Did not anyone tell Valerie of the adage “What goes around, comes around?’’ .

Ms Trierweiler, 48,  had been having an affair with Hollande since the mid 2000s, but only moved into the Elysees Palace as France’s First Lady in 2012 following his election as French president. He reputedly was having an affair with Trierweiler while living with Segolene Royale, and when she confronted him about  the affair while campaigning for President, he refused to give up the mistress.  So Segolene  ended the relationship.  (All this happened under the radar of political campaigning.)

Royale lost to Sarkozy, but in a trick of fate, her cheating man, Hollande was the one to be elected president five years  later.

Monsieur President Hollande, an ordinary-looking French fellow,  is the first president not to be married in office; the first president to take his live-in girlfriend into the Palace as First Lady living in a de facto relationship.  And now as the worm turns, it seems Ms Gayet, at 41 years of age, has won his heart and Hollande is the first president not to deny the affair, but to plead for his right to “la vie privee’’.

In her epilogue  Marilyn Yalom provides insight into tolerance of infidelity where she explains that  French myths and literature are filled with iconic sexually vibrant women – mistresses such as Diane de Poitiers, lovers such as George Sand, distressed wives such as Madame Vovary, and experimental women such as Simone de Beauvoir, Colette and Madame de Stael.
----------
> **Written task 1**: Copy out word for word everything in the listing below, from its first line down to the line containing "top-left (0, 516), bottom-right (480, 640)", with both of those lines included.
The listing that follows is unrelated to the passage above.

> **Data listing**:
----------
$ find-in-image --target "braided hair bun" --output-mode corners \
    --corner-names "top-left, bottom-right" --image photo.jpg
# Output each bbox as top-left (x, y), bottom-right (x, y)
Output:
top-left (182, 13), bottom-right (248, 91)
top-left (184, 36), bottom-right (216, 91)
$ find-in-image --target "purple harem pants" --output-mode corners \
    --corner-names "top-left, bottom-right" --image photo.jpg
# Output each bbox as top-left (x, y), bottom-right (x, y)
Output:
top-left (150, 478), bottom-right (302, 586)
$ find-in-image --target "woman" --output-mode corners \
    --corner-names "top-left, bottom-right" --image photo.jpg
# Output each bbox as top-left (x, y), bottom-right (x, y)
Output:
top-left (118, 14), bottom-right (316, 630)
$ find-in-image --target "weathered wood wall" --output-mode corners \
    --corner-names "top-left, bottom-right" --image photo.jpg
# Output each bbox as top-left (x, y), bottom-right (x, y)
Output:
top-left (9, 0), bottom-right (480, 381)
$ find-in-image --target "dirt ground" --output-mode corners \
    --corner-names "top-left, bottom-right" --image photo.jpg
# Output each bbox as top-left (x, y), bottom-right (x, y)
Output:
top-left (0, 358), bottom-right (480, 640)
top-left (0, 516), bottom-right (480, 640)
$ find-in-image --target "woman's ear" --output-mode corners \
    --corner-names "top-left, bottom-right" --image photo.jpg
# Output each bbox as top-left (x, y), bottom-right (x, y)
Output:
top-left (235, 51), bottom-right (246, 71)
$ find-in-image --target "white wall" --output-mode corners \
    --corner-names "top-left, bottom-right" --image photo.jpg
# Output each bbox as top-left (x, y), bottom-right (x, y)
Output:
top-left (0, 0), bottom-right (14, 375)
----------
> **Written task 2**: Write the next part of the commentary on Hollande and his partners, picking up after its last sentence.

> **Output 1**:
$ find-in-image --target "braided hair bun" --output-mode corners \
    --corner-names "top-left, bottom-right" --image photo.jpg
# Output each bbox as top-left (x, y), bottom-right (x, y)
Output:
top-left (182, 13), bottom-right (248, 91)
top-left (184, 36), bottom-right (216, 91)
$ find-in-image --target "purple harem pants" --output-mode corners \
    --corner-names "top-left, bottom-right" --image photo.jpg
# Output each bbox as top-left (x, y), bottom-right (x, y)
Output:
top-left (150, 478), bottom-right (302, 586)
$ find-in-image --target "woman" --output-mode corners \
    --corner-names "top-left, bottom-right" --image photo.jpg
# Output each bbox as top-left (x, y), bottom-right (x, y)
Output:
top-left (118, 14), bottom-right (316, 630)
$ find-in-image --target "weathered wood wall" --output-mode corners \
    --corner-names "top-left, bottom-right" --image photo.jpg
# Output each bbox as top-left (x, y), bottom-right (x, y)
Output:
top-left (9, 0), bottom-right (480, 381)
$ find-in-image --target "dirt ground" --output-mode corners \
    --corner-names "top-left, bottom-right" --image photo.jpg
# Output each bbox as top-left (x, y), bottom-right (x, y)
Output:
top-left (0, 358), bottom-right (480, 640)
top-left (0, 516), bottom-right (480, 640)

> **Output 2**:
As for men, there is hardly one hero who has not indulged in illicit sex or extramarital affairs, beginning with Abilard, the kings, francois 1, Henri II, Henri IV, Louis XIV and Louis VXI.  Every French schoolkid will know the famous mistresses of the Louis kings.  And into contemporary times, French presidents have certainly become “virile models”, none more so than Francois Mitterand. Perhaps it has something to do with the same Christian names.

It is unlikely the  deeply unpopular president will suffer any long term consequences.  One newspaper snap poll reveals that 77 per cent of the French people have not changed their view of Hollande because of the scandal.  Another French newspaper is even suggesting that people will now hold Hollande in higher esteem because he has been proven to be the “vrai’’ (real) president by taking a mistress in such a bold manner.  And it is engaging its public by holding a survey to find out.

As for the First Lady?  The French  people would be delighted if he gave Valerie Trierweiler her marching orders out of the Elysees Palace.  If a defining feature of love A La francaise is its forthright insistence on  “carnal satisfaction’’ then Hollande will cling to his new-found love, refusing once more to give up his next mistress, the actress/comedien, Julie Gayet.